Challenge 1 | Extract from the listing below the lines starting at the one that contains "Task: for the greenhouse-bench survey, tag the bird's wing" and running to the end of the listing, both ends included. Reproduce them without any change.

202606Gold silver platinum

Precious metals steady as oil-driven inflation fears fade

Commodities 5 minutes to read
Ole Hansen
Ole Hansen

Head of Commodity Strategy

Key points:
  • Precious metals, led by gold continue to consolidate as falling energy prices ease inflation concerns while lowering the risk of Fed rate hikes later this year.
  • Despite a 23% correction from its January record high, gold’s long-term uptrend remains intact, with central bank demand continuing to provide strategic support as highlighted in an annual Central Bank survey from The World Gold Council.
  • Silver and platinum have followed a similar path to gold albeit with the added volatility lower volume metals offer
  • For now, the precious metals sector appears to be moving beyond the inflation shock that dominated trading over the past several weeks, but significant work remains before the sector can arrest and reverse the month-long slump.

Gold traded steadily above USD 4,300 on Tuesday as the market continued to consolidate following last week’s capitulation-style sell-off that briefly sent prices tumbling towards USD 4,000. The metal has found support from easing inflation concerns after crude oil and refined fuel prices extended their five-day decline, reducing fears that higher energy costs would trigger another wave of inflationary pressure potentially forcing the hands of central banks, especially the Federal Reserve.

Collected data entries

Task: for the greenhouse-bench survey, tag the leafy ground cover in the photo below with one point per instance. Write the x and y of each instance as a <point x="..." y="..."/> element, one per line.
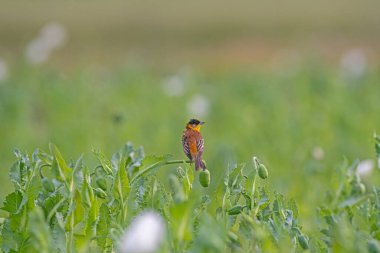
<point x="71" y="207"/>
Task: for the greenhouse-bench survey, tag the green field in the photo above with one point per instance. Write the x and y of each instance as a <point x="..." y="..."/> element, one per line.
<point x="297" y="87"/>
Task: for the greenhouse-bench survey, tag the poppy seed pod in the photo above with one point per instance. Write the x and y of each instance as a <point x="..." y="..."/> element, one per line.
<point x="235" y="210"/>
<point x="204" y="178"/>
<point x="263" y="172"/>
<point x="303" y="241"/>
<point x="100" y="193"/>
<point x="102" y="183"/>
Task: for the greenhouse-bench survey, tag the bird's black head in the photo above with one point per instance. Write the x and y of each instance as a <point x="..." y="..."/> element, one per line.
<point x="194" y="124"/>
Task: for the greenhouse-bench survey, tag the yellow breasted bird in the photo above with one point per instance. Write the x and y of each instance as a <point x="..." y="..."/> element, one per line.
<point x="193" y="143"/>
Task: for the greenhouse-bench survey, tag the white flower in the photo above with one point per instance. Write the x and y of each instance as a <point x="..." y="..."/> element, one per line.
<point x="144" y="235"/>
<point x="353" y="63"/>
<point x="3" y="70"/>
<point x="174" y="86"/>
<point x="54" y="35"/>
<point x="51" y="37"/>
<point x="198" y="106"/>
<point x="365" y="168"/>
<point x="318" y="153"/>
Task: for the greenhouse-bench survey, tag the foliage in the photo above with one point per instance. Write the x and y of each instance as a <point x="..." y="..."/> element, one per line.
<point x="69" y="207"/>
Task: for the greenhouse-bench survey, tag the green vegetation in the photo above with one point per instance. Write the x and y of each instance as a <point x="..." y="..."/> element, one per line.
<point x="290" y="98"/>
<point x="71" y="207"/>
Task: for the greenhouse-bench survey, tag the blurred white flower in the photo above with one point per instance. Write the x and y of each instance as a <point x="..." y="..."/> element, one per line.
<point x="51" y="37"/>
<point x="54" y="35"/>
<point x="3" y="70"/>
<point x="318" y="153"/>
<point x="144" y="235"/>
<point x="198" y="106"/>
<point x="174" y="86"/>
<point x="353" y="63"/>
<point x="365" y="168"/>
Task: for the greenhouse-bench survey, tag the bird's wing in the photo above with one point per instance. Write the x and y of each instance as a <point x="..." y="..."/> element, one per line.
<point x="185" y="145"/>
<point x="200" y="144"/>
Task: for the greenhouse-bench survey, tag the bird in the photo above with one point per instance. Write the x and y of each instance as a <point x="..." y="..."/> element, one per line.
<point x="193" y="143"/>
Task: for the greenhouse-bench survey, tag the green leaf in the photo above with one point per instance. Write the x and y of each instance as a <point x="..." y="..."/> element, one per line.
<point x="13" y="202"/>
<point x="63" y="169"/>
<point x="103" y="226"/>
<point x="149" y="164"/>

Challenge 2 | Write the next part of the precious metals market report above, picking up after its last sentence.

Task response 1 |
Task: for the greenhouse-bench survey, tag the bird's wing in the photo above with one point per instance. Write the x and y of each instance as a <point x="..." y="..."/> element, one per line.
<point x="185" y="145"/>
<point x="200" y="144"/>
Task: for the greenhouse-bench survey, tag the bird in the photo above with one point per instance. Write the x and y of each instance as a <point x="..." y="..."/> element, one per line.
<point x="193" y="143"/>
Task: for the greenhouse-bench survey, tag the green leaf in the photo above with one point per instance. Write the x and y of each instance as a <point x="..." y="..."/> element, one per line.
<point x="13" y="202"/>
<point x="63" y="169"/>
<point x="103" y="226"/>
<point x="149" y="164"/>

Task response 2 |
Ahead of today’s FOMC meeting, both the dollar and, in particular, US Treasury yields have drifted lower. However, the policy-sensitive two-year Treasury note continues to trade above 4% despite the recent decline, highlighting that markets have not fully ruled out the risk of higher rates. Overall, these developments, especially the sharp decline in oil prices, have helped improve sentiment across the precious metals sector. Traders will be paying close attention to comments from Federal Reserve Chair Kevin Warsh for guidance on the inflation outlook and clues on how policymakers balance still-elevated price pressures against signs of moderating economic growth and a gradually softening labor market.

While the near-term focus remains on monetary policy, the recent correction has also prompted investors to revisit the longer-term drivers behind the powerful rally in hard assets over the past several years. In gold’s case, these structural themes remain largely unchanged despite the recent price setback.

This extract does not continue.